▸ **Gösterilen bilgiler**:
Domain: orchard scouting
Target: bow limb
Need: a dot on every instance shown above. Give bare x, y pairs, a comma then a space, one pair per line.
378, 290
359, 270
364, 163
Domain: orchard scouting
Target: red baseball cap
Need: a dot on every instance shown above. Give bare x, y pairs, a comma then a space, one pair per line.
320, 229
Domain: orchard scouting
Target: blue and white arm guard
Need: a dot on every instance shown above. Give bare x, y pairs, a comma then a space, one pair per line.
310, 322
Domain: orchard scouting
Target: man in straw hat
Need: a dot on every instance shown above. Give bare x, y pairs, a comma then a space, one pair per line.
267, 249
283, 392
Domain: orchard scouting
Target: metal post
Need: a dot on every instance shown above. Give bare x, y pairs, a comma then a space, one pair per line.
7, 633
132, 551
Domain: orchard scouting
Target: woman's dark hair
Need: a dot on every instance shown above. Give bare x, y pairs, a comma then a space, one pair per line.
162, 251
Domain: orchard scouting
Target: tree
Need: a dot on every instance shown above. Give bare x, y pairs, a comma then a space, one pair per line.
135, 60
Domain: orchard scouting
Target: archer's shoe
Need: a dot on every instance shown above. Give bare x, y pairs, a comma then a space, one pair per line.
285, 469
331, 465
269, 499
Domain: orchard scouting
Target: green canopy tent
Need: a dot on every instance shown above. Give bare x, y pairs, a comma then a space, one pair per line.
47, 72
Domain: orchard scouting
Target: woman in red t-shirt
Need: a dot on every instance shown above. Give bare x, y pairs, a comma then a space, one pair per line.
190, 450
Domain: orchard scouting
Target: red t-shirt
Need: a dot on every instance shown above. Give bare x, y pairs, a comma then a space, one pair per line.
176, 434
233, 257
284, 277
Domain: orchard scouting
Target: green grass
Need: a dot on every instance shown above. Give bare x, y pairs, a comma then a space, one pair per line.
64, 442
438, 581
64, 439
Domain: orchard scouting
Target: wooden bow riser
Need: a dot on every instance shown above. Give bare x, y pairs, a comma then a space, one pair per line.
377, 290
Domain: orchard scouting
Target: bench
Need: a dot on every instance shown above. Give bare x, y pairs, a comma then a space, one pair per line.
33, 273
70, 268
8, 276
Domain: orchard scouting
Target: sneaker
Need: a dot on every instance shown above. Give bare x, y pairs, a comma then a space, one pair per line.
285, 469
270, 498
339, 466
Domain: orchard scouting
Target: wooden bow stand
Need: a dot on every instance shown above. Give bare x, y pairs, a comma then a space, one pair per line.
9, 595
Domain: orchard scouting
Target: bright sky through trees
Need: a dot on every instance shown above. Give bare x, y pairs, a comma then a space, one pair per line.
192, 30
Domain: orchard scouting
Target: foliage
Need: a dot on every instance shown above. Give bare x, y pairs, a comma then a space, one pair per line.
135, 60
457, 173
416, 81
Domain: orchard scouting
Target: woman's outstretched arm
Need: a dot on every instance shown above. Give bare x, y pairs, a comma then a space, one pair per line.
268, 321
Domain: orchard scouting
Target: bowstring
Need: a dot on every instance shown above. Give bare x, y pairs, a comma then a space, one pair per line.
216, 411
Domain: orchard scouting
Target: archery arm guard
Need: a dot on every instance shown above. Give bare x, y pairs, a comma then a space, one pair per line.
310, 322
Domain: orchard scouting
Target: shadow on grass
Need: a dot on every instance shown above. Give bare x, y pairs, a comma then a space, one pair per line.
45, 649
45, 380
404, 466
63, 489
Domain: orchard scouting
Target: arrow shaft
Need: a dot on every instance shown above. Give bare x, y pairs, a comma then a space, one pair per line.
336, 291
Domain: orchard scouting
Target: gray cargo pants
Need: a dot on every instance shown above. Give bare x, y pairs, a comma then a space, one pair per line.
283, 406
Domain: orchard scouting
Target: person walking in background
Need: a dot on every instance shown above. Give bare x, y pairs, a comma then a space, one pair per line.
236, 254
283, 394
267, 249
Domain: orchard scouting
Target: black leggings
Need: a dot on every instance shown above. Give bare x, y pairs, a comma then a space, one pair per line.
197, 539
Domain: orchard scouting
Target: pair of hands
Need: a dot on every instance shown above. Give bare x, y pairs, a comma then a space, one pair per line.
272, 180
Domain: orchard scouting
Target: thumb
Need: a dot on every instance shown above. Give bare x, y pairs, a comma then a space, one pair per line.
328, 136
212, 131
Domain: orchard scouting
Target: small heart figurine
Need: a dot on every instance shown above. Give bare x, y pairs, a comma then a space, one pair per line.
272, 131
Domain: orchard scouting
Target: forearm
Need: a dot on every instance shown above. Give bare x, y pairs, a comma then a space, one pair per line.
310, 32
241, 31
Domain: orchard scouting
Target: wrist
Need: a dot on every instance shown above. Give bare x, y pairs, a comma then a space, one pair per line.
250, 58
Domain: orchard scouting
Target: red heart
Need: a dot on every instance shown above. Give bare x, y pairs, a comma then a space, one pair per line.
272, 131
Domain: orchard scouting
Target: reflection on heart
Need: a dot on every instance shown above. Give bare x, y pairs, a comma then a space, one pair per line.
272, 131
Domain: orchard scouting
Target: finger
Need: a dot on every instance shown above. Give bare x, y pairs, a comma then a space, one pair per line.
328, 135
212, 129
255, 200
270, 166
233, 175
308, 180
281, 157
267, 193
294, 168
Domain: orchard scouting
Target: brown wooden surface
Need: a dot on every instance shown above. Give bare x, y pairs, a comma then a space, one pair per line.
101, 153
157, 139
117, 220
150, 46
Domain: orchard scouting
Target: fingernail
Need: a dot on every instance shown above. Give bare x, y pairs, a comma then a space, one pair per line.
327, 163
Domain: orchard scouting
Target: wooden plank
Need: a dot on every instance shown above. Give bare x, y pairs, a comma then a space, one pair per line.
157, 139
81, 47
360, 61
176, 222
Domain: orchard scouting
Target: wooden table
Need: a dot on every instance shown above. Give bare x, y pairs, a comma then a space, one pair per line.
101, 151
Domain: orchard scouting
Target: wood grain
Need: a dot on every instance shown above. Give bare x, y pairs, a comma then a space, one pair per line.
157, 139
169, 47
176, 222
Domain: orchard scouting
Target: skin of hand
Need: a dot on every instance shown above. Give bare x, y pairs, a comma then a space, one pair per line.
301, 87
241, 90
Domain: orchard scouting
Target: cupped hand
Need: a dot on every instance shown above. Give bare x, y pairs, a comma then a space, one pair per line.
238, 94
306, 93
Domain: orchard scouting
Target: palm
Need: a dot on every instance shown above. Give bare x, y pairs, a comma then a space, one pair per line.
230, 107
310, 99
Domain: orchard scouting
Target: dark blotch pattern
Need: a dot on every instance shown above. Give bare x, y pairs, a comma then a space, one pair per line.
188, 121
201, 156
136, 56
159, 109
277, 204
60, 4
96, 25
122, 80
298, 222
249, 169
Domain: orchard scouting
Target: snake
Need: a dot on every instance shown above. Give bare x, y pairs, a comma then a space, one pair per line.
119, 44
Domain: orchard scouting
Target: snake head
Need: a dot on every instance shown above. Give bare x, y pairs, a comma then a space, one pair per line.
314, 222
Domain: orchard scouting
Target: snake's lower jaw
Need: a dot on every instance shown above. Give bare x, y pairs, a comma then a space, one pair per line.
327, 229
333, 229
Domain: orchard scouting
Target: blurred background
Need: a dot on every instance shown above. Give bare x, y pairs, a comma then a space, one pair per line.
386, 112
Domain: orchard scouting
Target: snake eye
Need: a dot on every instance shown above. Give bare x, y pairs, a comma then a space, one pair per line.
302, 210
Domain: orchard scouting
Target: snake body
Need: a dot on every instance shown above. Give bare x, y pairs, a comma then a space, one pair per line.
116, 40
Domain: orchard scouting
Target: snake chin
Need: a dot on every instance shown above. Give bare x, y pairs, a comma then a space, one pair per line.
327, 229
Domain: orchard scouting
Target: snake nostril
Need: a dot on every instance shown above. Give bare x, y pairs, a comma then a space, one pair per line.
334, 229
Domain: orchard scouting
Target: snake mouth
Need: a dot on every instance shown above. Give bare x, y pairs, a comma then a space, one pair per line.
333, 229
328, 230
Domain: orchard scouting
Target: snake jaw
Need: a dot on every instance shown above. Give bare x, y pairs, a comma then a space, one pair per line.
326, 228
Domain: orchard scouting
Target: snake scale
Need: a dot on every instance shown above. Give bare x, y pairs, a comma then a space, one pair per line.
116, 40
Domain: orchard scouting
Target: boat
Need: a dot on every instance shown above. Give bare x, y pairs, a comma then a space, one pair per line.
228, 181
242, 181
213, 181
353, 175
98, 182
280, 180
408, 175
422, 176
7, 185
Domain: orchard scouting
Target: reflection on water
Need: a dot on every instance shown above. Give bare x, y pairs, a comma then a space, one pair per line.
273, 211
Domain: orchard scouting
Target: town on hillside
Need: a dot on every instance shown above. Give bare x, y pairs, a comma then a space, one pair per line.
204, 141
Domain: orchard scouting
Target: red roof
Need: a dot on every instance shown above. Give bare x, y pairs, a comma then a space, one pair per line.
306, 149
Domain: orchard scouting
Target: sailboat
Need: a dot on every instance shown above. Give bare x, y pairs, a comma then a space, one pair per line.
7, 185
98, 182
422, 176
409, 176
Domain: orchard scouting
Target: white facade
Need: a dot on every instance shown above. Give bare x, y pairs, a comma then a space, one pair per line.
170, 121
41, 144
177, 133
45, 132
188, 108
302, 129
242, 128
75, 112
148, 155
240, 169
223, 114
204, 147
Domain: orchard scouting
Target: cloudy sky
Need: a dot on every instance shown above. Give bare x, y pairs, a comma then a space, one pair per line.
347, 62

▸ **Alıştırma koşulları**:
Öğelerde "white" sözcüğünü içeren kaç satır bulunduğunu hesaplayın ve yalnızca bu sayıyı yazın. Büyük ve küçük harf ayrımını dikkate alın.

▸ **Çıktı aşağıda**:
2